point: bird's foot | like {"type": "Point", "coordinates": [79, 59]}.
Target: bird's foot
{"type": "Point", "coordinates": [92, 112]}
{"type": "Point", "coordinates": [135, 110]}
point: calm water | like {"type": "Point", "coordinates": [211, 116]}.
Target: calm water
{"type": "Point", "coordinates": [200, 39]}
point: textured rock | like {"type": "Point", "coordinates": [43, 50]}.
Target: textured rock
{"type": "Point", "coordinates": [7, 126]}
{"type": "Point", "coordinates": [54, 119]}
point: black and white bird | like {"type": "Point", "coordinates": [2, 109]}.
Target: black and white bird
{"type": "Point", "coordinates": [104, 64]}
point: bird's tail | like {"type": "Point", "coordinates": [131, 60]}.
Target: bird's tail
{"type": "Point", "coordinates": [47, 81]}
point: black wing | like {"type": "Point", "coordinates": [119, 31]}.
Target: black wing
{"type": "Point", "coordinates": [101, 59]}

◇ ◇ ◇

Can you output every one of the records above as a numbered list, leaving out any blank lines?

1. point: bird's foot | like {"type": "Point", "coordinates": [79, 59]}.
2. Target: bird's foot
3. {"type": "Point", "coordinates": [92, 112]}
4. {"type": "Point", "coordinates": [135, 110]}
5. point: calm water | like {"type": "Point", "coordinates": [211, 116]}.
6. Target: calm water
7. {"type": "Point", "coordinates": [200, 39]}
8. point: textured rock | like {"type": "Point", "coordinates": [43, 50]}.
9. Target: textured rock
10. {"type": "Point", "coordinates": [7, 126]}
11. {"type": "Point", "coordinates": [54, 119]}
12. point: black and white bird | like {"type": "Point", "coordinates": [2, 109]}.
13. Target: black and white bird
14. {"type": "Point", "coordinates": [104, 64]}
15. point: bird's tail | like {"type": "Point", "coordinates": [131, 60]}.
16. Target: bird's tail
17. {"type": "Point", "coordinates": [47, 81]}
18. point: black wing | like {"type": "Point", "coordinates": [119, 31]}.
19. Target: black wing
20. {"type": "Point", "coordinates": [101, 59]}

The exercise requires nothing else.